## [RECORDS]

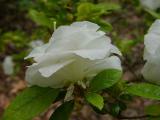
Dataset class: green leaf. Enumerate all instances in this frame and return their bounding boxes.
[89,69,122,92]
[126,83,160,100]
[144,104,160,116]
[145,9,160,19]
[77,2,120,20]
[85,92,104,110]
[3,86,59,120]
[29,9,53,28]
[49,101,74,120]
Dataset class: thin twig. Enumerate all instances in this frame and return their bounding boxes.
[118,115,160,120]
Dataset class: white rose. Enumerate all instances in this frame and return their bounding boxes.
[140,0,160,10]
[2,56,14,75]
[26,21,121,88]
[142,20,160,85]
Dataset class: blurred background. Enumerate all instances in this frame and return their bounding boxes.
[0,0,160,120]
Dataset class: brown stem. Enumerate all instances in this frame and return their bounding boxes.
[118,115,160,120]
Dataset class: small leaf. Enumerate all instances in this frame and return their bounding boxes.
[3,86,59,120]
[85,92,104,110]
[126,83,160,100]
[29,9,53,28]
[145,9,160,19]
[89,69,122,91]
[49,101,74,120]
[144,104,160,116]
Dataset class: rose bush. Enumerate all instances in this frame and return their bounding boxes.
[26,21,121,88]
[140,0,160,10]
[143,20,160,84]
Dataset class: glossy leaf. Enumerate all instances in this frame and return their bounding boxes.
[89,69,122,91]
[49,101,74,120]
[3,86,59,120]
[85,92,104,110]
[126,83,160,100]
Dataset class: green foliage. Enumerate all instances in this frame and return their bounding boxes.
[77,2,120,20]
[85,92,104,110]
[144,104,160,116]
[126,83,160,100]
[2,86,59,120]
[145,9,160,19]
[49,101,74,120]
[29,9,54,28]
[76,2,120,31]
[0,31,29,52]
[89,69,122,92]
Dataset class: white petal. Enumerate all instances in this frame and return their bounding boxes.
[144,33,160,54]
[25,44,49,59]
[25,65,65,88]
[86,56,122,77]
[148,19,160,35]
[39,60,74,77]
[2,56,14,75]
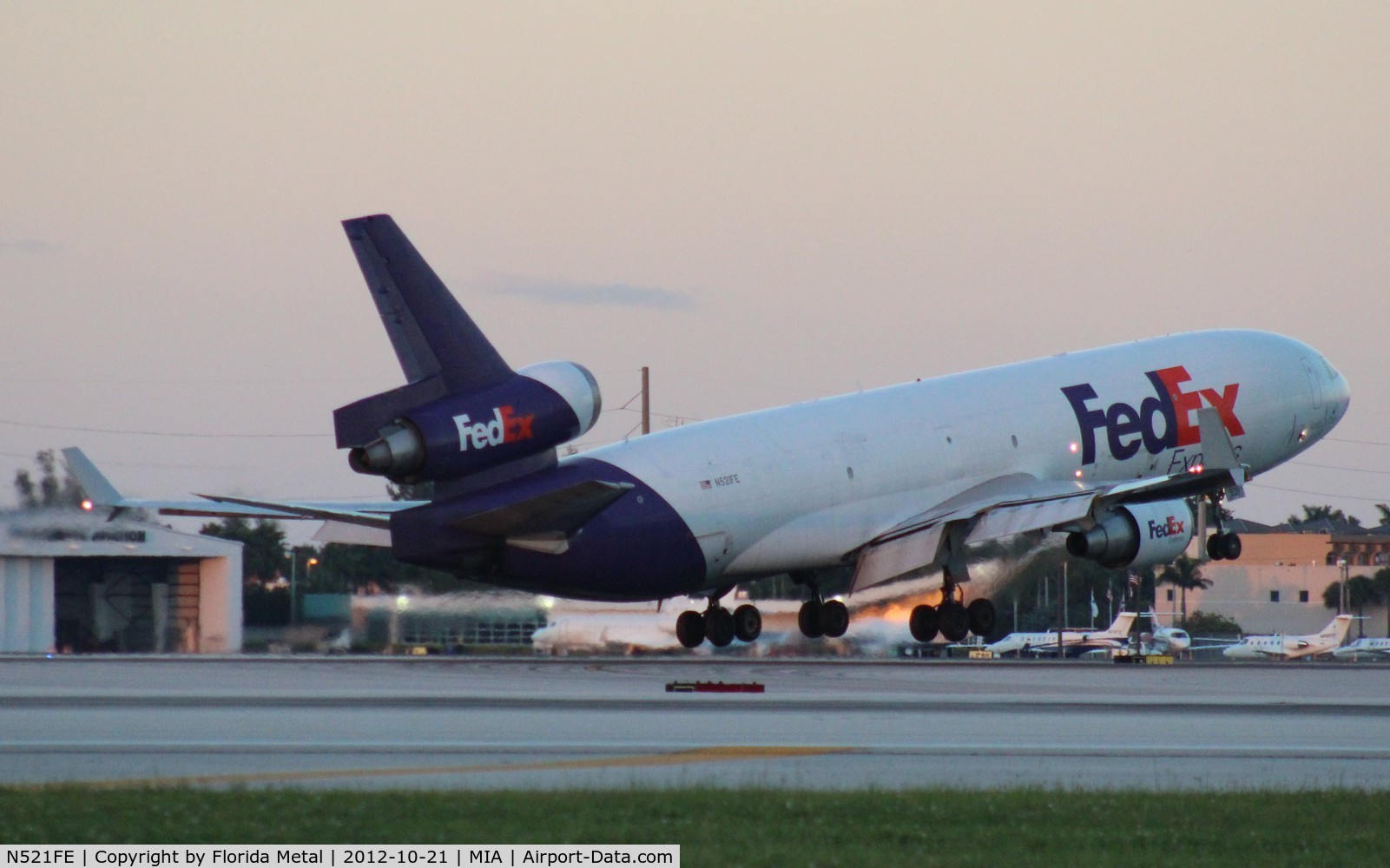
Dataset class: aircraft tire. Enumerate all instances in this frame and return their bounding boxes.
[820,600,849,639]
[796,600,826,639]
[675,611,705,648]
[939,600,970,641]
[907,606,941,643]
[734,602,763,641]
[1207,533,1226,561]
[1221,533,1242,561]
[965,597,998,636]
[705,606,734,648]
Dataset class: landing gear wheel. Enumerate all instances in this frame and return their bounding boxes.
[820,600,849,639]
[965,597,995,636]
[705,607,734,648]
[1207,533,1226,561]
[796,600,826,639]
[907,606,941,643]
[675,611,705,648]
[1221,533,1242,561]
[734,602,763,641]
[939,600,970,641]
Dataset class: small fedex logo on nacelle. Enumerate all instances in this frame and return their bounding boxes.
[453,405,535,451]
[1062,365,1245,464]
[1148,516,1187,539]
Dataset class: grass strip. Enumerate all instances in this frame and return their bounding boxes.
[0,787,1390,868]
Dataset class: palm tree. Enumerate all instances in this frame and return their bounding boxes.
[1322,568,1390,636]
[1156,554,1212,625]
[1371,569,1390,636]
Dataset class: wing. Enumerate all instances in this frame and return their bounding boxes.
[63,447,424,544]
[63,447,632,553]
[851,427,1245,592]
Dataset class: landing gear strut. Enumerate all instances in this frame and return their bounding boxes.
[1207,495,1242,561]
[907,535,997,643]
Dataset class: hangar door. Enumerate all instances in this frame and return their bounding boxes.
[53,557,199,654]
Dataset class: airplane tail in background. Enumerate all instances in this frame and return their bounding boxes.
[1103,613,1138,636]
[1318,615,1353,644]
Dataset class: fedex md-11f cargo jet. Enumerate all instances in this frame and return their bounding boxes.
[68,215,1350,648]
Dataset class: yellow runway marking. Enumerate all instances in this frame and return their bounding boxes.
[18,746,860,789]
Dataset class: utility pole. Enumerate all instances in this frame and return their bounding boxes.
[642,365,652,433]
[1057,561,1066,661]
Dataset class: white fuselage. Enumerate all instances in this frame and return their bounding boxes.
[1222,615,1351,660]
[1332,636,1390,660]
[583,331,1350,579]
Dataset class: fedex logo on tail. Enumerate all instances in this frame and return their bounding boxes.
[453,405,535,453]
[1062,365,1245,465]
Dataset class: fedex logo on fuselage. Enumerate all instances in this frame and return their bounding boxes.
[1062,365,1245,464]
[453,405,535,453]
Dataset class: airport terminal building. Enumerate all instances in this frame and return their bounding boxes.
[1158,521,1390,636]
[0,510,242,654]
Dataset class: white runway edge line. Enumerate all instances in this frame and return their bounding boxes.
[0,845,681,868]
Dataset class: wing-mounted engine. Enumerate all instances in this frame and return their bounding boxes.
[347,361,602,482]
[1066,500,1193,568]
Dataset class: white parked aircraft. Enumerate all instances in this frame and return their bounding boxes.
[1222,615,1354,660]
[1332,636,1390,660]
[68,215,1350,646]
[1141,611,1193,654]
[985,613,1138,657]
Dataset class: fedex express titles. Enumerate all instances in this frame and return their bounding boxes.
[1062,365,1245,475]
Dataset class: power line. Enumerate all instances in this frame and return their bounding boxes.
[1323,437,1390,446]
[0,419,331,440]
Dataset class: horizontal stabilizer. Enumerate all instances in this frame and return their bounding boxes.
[455,479,632,537]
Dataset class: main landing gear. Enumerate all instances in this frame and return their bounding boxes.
[907,568,997,643]
[796,588,849,639]
[675,597,763,648]
[1198,496,1242,561]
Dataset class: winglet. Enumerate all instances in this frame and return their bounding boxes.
[63,446,125,509]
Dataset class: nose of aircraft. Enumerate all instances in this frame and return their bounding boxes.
[1323,359,1351,422]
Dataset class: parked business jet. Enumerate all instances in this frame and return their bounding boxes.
[1332,636,1390,660]
[1141,609,1193,654]
[985,613,1137,657]
[69,215,1350,648]
[1222,615,1354,660]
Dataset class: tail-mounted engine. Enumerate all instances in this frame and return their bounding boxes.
[347,361,602,482]
[333,214,602,496]
[1066,500,1193,568]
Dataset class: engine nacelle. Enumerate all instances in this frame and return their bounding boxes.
[1066,500,1193,568]
[347,361,603,482]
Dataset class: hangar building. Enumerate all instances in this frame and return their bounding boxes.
[0,510,242,654]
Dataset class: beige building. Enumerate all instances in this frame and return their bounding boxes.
[1158,523,1390,636]
[0,511,242,654]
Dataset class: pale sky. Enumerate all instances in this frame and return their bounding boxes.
[0,0,1390,523]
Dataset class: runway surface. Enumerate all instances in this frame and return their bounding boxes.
[0,657,1390,790]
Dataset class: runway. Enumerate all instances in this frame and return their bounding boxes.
[0,657,1390,790]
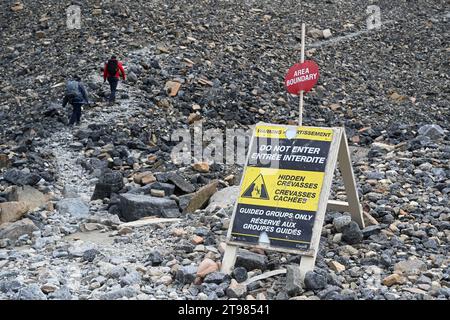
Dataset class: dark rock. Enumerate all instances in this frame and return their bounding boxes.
[305,271,327,290]
[342,221,363,244]
[119,193,180,221]
[150,182,175,197]
[147,250,164,266]
[285,265,302,297]
[91,171,124,200]
[418,124,445,140]
[235,250,269,271]
[233,267,248,282]
[83,249,100,262]
[48,286,72,300]
[203,272,230,284]
[167,173,195,193]
[0,218,38,242]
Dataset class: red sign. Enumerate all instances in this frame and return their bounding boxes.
[284,60,319,94]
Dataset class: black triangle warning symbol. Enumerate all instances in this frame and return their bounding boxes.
[242,174,269,200]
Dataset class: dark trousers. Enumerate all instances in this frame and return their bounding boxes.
[108,77,119,102]
[69,103,83,125]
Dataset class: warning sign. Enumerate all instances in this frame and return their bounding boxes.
[284,60,319,94]
[242,174,269,200]
[230,125,333,250]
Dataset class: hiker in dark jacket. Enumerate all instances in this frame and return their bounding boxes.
[103,56,125,104]
[63,76,89,126]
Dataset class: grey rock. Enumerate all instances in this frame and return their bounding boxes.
[418,124,445,140]
[333,216,352,232]
[176,265,197,284]
[147,250,164,266]
[0,280,22,293]
[342,221,363,244]
[63,185,79,198]
[120,271,142,287]
[99,287,139,300]
[108,266,127,279]
[394,259,428,275]
[17,284,47,300]
[56,198,89,218]
[3,169,41,186]
[362,224,381,238]
[0,218,38,242]
[127,71,138,82]
[119,193,181,221]
[48,286,72,300]
[206,186,239,210]
[150,182,175,197]
[233,267,248,283]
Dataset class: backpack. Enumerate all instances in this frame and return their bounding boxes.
[106,60,118,77]
[66,80,80,102]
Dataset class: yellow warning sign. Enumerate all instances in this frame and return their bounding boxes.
[255,125,333,141]
[239,167,324,211]
[242,174,269,200]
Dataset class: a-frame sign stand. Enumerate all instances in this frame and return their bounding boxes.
[221,125,365,280]
[221,24,364,281]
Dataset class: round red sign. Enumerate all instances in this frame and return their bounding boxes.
[284,60,319,94]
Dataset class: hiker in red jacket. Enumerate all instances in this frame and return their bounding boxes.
[103,56,125,104]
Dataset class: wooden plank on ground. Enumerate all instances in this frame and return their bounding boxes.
[119,218,182,228]
[242,269,286,285]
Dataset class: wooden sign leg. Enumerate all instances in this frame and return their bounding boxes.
[220,244,238,274]
[338,130,365,228]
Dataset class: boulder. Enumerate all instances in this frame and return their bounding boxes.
[0,154,10,169]
[176,265,197,284]
[3,169,41,186]
[119,193,180,221]
[167,172,195,193]
[418,124,445,140]
[227,279,247,298]
[56,198,89,218]
[0,201,28,224]
[197,258,219,278]
[394,259,427,275]
[207,186,239,210]
[234,249,269,271]
[91,171,124,200]
[304,271,327,290]
[8,186,48,211]
[192,162,209,173]
[286,265,302,297]
[133,171,156,185]
[0,218,38,242]
[17,283,47,300]
[342,221,363,244]
[183,180,219,213]
[333,216,352,232]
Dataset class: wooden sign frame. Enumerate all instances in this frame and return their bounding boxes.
[221,122,365,281]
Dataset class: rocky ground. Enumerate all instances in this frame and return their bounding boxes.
[0,0,450,300]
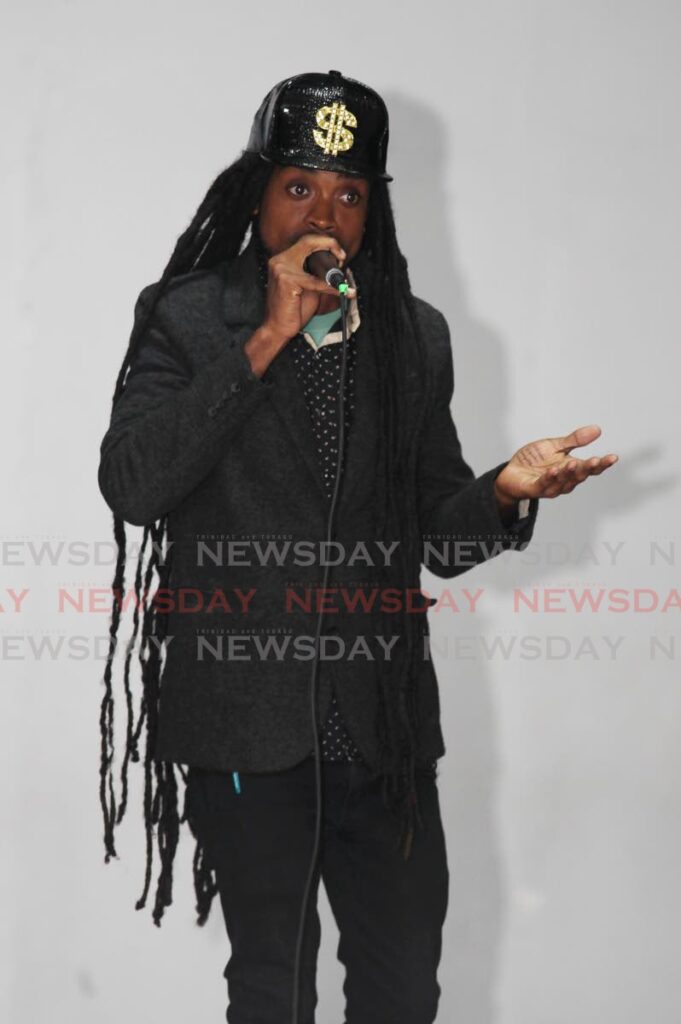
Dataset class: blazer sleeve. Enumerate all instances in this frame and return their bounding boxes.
[417,307,539,579]
[97,286,269,526]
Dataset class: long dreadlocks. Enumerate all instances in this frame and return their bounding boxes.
[99,152,429,926]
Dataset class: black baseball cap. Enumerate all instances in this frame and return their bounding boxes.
[246,71,392,181]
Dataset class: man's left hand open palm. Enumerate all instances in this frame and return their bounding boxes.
[495,424,619,501]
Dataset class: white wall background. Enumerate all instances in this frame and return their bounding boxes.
[0,0,681,1024]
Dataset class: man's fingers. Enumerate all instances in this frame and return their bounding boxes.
[554,423,601,452]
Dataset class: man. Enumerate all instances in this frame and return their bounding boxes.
[99,71,616,1024]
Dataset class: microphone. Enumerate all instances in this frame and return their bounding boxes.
[303,249,347,288]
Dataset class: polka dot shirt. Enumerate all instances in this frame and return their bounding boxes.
[289,296,364,761]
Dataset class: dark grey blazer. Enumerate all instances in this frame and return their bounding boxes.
[98,234,539,771]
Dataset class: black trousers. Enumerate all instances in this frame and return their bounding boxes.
[187,756,449,1024]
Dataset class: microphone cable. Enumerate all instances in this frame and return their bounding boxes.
[292,269,348,1024]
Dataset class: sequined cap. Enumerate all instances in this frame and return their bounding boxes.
[246,71,392,181]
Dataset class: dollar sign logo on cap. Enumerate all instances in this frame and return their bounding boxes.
[312,102,357,157]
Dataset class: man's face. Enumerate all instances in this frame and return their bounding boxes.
[254,165,370,262]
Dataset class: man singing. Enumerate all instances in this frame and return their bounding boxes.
[98,71,616,1024]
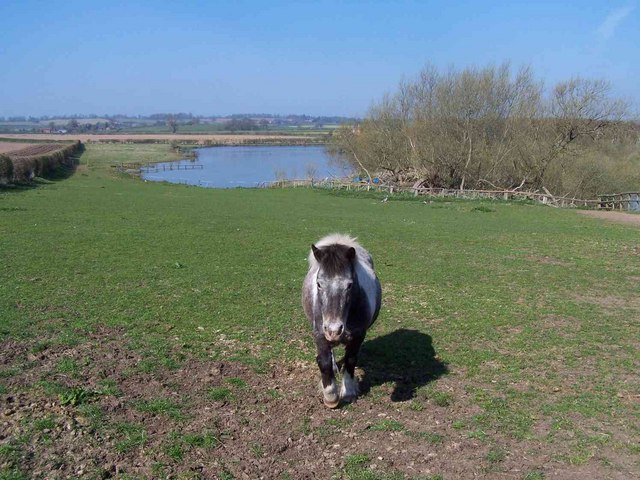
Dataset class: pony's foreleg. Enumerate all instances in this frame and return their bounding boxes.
[340,336,364,402]
[316,344,340,408]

## [GIVEN INSTRUCTION]
Identify every line of the listing above that contains the word "tail" and copy each such line in full.

## [COMPLETE OUTPUT]
Dataset class: airplane tail in background. Enumerate all instances in this frame and return their bounding boxes.
Dataset class: fedex logo on tail. Enumerate all instances in this frame and return their bounding boxes.
Dataset class: tail-mounted engine. Enumerate all instances in this frame and return their bounding boxes.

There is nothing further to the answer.